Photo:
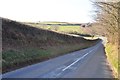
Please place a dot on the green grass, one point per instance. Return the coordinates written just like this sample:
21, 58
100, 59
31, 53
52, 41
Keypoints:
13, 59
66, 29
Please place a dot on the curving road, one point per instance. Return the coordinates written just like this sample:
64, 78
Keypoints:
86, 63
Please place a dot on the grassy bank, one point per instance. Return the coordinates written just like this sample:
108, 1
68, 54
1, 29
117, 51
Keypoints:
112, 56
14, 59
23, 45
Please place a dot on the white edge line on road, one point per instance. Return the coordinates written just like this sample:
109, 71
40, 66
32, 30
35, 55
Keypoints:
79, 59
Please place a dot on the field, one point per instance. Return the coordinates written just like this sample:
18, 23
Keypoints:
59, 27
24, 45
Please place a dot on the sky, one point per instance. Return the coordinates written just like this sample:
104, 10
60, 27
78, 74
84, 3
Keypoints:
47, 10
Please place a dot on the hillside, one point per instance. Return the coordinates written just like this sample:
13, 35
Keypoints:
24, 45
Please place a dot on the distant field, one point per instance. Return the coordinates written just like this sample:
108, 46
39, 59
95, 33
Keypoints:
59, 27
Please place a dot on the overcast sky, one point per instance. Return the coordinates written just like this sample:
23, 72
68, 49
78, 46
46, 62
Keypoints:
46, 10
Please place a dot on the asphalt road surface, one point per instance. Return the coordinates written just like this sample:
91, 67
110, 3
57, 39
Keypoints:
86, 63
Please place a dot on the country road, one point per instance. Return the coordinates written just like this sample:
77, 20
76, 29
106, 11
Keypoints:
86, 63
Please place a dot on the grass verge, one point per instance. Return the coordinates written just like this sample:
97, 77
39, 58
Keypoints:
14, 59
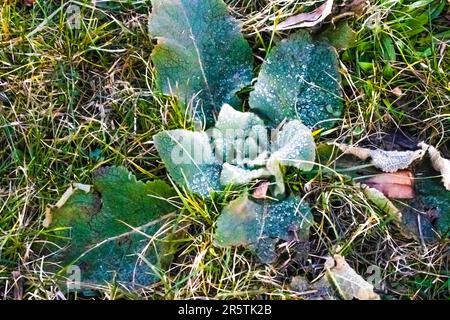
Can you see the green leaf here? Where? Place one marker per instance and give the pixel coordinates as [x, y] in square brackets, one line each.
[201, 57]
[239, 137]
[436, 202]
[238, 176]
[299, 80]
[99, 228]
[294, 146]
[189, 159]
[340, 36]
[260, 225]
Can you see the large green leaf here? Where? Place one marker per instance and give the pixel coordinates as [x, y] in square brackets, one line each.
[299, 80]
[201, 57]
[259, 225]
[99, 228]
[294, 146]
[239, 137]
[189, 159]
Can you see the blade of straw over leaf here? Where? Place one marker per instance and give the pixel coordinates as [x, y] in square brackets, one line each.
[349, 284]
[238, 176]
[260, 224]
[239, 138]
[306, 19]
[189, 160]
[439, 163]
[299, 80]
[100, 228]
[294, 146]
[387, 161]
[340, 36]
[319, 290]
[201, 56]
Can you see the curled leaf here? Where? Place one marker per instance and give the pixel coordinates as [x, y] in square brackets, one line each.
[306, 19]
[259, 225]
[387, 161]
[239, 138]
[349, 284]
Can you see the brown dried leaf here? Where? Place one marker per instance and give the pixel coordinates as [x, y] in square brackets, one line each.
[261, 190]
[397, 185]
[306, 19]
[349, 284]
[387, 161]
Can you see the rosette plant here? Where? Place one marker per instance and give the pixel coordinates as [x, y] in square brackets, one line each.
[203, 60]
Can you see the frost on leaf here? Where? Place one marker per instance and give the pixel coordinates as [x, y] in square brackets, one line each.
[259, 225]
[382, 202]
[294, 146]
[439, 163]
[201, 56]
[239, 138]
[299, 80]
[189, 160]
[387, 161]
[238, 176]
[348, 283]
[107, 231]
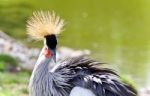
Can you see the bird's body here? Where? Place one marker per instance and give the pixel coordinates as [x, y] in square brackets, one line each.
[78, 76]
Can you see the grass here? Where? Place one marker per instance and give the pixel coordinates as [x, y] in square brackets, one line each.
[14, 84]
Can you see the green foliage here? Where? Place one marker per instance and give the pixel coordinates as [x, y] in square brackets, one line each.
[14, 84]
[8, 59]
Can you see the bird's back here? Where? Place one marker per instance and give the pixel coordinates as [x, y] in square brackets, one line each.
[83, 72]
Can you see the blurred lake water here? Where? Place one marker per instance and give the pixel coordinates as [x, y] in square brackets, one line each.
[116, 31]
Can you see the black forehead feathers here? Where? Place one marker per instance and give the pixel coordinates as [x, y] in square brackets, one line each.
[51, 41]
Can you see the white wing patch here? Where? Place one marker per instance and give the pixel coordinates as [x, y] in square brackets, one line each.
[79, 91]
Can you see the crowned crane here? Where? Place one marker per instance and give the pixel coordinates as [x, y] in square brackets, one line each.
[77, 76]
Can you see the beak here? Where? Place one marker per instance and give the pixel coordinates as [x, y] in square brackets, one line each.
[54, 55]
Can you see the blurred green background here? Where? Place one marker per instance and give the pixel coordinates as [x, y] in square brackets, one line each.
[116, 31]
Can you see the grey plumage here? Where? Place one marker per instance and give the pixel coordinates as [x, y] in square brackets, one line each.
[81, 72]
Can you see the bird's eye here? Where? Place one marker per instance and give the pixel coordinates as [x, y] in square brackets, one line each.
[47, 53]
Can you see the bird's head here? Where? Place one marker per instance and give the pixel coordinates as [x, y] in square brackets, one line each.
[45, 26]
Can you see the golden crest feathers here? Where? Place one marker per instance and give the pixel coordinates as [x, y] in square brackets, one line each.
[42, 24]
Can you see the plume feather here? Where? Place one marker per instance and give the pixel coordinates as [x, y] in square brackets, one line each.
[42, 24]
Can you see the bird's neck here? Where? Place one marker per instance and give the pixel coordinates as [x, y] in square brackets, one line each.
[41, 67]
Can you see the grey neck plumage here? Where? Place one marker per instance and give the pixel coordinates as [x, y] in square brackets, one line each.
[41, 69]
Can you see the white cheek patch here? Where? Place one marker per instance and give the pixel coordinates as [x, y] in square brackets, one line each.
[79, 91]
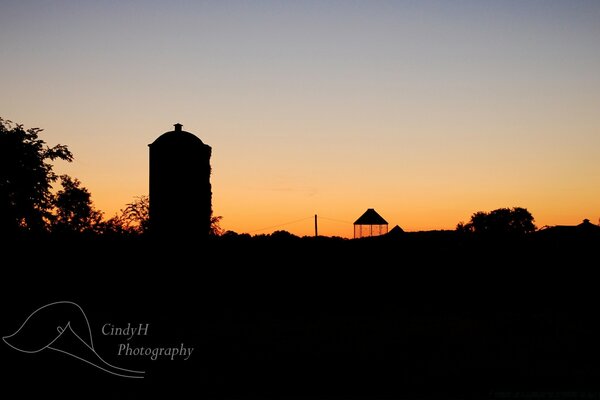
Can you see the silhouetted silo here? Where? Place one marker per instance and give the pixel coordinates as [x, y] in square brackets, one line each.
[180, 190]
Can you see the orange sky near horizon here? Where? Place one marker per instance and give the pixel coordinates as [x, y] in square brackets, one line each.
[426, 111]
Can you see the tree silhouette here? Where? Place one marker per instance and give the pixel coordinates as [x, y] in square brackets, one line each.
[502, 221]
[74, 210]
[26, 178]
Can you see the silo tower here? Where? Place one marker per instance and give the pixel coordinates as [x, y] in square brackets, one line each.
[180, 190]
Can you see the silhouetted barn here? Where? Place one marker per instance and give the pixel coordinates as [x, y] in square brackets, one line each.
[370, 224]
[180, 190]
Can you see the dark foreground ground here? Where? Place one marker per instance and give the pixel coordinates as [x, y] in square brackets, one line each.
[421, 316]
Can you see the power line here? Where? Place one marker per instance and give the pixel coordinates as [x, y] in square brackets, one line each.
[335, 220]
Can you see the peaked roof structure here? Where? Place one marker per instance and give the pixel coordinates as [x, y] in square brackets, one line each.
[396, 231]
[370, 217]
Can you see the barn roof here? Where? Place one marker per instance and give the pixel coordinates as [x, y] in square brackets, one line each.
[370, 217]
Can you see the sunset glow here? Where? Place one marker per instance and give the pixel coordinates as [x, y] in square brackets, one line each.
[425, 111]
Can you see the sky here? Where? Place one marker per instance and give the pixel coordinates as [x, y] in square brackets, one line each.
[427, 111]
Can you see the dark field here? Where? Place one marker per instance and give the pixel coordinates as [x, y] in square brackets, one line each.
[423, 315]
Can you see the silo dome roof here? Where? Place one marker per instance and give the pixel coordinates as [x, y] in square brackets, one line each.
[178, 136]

■ ■ ■ ■ ■

◆ Your instructions ◆
Among the lines above, the ones holding the word "road" must be counted; only that count is to be given.

◆ Answer to this task ◆
4